> _Goal_
Find every line in the data below that contains the word "house", and copy each one.

[Records from a data source]
——

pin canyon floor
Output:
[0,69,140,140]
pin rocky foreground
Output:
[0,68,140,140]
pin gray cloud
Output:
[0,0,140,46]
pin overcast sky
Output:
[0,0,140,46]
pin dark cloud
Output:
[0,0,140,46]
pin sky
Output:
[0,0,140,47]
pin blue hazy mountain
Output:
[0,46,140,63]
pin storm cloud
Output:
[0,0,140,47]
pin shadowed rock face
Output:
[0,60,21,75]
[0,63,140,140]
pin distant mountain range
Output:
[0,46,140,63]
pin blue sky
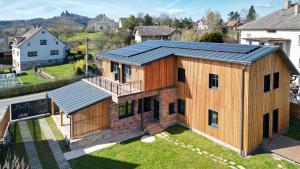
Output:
[0,0,297,20]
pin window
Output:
[28,51,37,57]
[273,72,280,89]
[178,68,185,82]
[144,97,151,112]
[110,62,119,73]
[50,50,59,55]
[169,103,175,114]
[40,40,47,45]
[119,101,134,119]
[208,110,218,128]
[264,75,271,93]
[209,74,219,89]
[178,99,185,115]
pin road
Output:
[0,92,46,117]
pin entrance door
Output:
[273,109,278,133]
[154,100,159,120]
[263,113,270,138]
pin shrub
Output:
[200,32,224,43]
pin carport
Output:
[47,81,111,140]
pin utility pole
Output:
[85,38,89,76]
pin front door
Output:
[154,100,159,120]
[263,113,270,138]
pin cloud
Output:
[254,3,272,8]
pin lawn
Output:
[18,70,50,85]
[70,125,298,169]
[43,63,76,79]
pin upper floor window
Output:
[50,50,59,55]
[273,72,280,89]
[40,40,47,45]
[178,68,185,82]
[28,51,37,57]
[264,75,271,93]
[208,110,218,128]
[209,74,219,89]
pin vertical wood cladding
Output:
[71,99,111,139]
[144,56,177,91]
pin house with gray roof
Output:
[239,0,300,80]
[134,26,181,43]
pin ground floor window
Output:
[119,101,134,119]
[208,110,218,128]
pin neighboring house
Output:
[134,26,181,43]
[12,26,67,72]
[239,1,300,78]
[47,40,299,155]
[197,19,208,30]
[87,14,118,31]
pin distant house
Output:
[12,26,67,72]
[197,19,208,30]
[239,0,300,80]
[134,26,181,43]
[87,14,117,31]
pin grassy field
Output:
[70,126,298,169]
[43,63,76,79]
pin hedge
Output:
[0,77,82,99]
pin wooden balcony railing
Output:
[87,76,142,95]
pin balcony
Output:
[86,76,142,95]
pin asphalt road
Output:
[0,92,46,117]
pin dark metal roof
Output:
[47,80,111,115]
[96,40,299,74]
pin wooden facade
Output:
[71,98,111,139]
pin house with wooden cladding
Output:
[48,40,299,155]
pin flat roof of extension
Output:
[47,80,111,115]
[96,40,299,75]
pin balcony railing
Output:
[87,76,142,95]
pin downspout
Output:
[240,64,246,157]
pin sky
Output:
[0,0,298,21]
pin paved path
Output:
[18,121,43,169]
[39,118,71,169]
[263,134,300,164]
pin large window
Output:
[50,50,59,55]
[209,74,219,89]
[264,75,271,93]
[178,99,185,115]
[119,101,134,119]
[208,110,218,128]
[178,68,185,82]
[28,51,37,57]
[273,72,280,89]
[40,40,47,45]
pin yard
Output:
[70,126,299,169]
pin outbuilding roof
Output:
[47,80,111,115]
[96,40,299,75]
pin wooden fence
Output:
[290,103,300,119]
[0,107,10,140]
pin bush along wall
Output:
[0,77,83,99]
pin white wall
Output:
[241,30,300,71]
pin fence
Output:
[290,103,300,119]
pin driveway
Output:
[263,134,300,164]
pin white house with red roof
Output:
[12,26,67,72]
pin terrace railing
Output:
[87,76,142,95]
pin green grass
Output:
[0,123,28,165]
[43,63,76,79]
[70,126,299,169]
[46,116,70,152]
[18,70,50,85]
[286,118,300,141]
[27,119,58,169]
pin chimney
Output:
[284,0,292,10]
[295,4,300,15]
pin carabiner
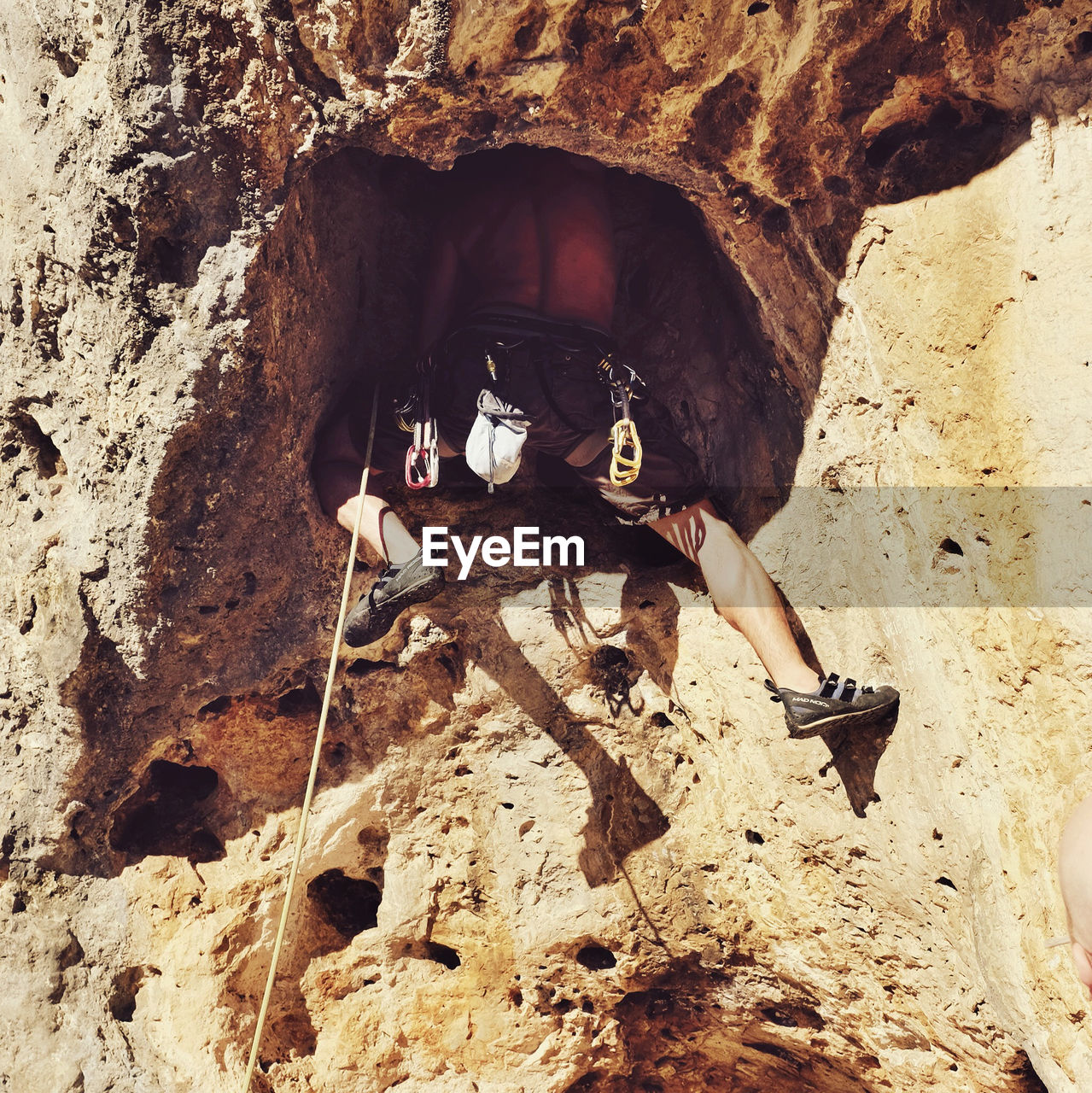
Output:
[610,418,644,485]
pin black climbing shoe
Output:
[766,672,898,740]
[344,551,444,648]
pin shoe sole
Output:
[788,698,898,740]
[342,576,445,649]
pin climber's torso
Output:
[429,149,616,330]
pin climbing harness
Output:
[464,389,530,493]
[241,386,379,1093]
[397,313,647,493]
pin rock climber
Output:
[313,138,898,738]
[1058,796,1092,997]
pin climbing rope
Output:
[241,386,379,1093]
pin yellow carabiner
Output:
[610,418,644,485]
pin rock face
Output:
[0,0,1092,1093]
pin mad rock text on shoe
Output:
[421,528,584,581]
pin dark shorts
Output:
[350,309,706,523]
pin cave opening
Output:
[250,141,803,561]
[109,758,225,863]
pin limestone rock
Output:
[0,0,1092,1093]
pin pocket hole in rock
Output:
[109,760,224,862]
[576,945,617,972]
[307,869,382,939]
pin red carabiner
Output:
[406,444,435,489]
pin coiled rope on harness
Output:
[239,385,379,1093]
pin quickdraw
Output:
[395,353,440,489]
[598,356,645,485]
[406,418,440,489]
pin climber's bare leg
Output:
[312,418,418,563]
[651,500,820,691]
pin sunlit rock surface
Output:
[0,0,1092,1093]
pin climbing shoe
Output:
[344,551,444,648]
[766,672,898,740]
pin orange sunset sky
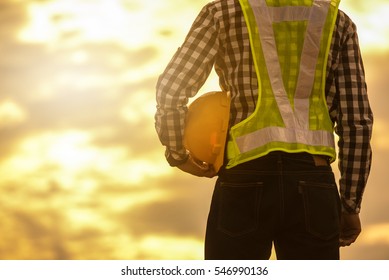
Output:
[0,0,389,259]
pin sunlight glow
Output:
[138,236,204,260]
[0,100,27,128]
[0,131,172,189]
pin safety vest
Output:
[227,0,340,168]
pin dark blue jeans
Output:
[205,152,340,260]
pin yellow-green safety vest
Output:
[227,0,340,168]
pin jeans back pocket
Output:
[299,181,340,240]
[218,182,263,237]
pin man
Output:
[155,0,373,259]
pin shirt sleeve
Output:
[335,14,373,213]
[155,3,219,166]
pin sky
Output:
[0,0,389,260]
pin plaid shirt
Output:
[155,0,373,213]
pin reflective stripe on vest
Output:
[227,0,340,168]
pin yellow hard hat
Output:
[184,91,231,172]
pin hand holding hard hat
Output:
[184,91,231,177]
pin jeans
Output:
[205,152,340,260]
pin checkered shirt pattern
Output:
[155,0,373,213]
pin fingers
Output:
[177,155,217,178]
[339,234,359,247]
[339,214,361,247]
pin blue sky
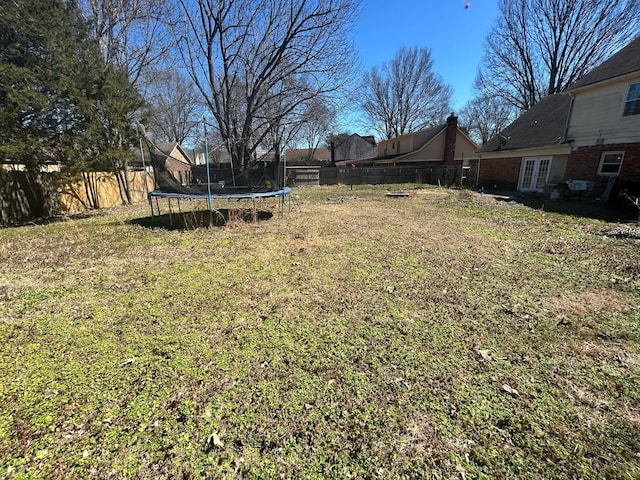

——

> _Task output_
pin house with gray roof
pin neighboring house
pin distant house
pin house with wooden cladding
pin white house with red roof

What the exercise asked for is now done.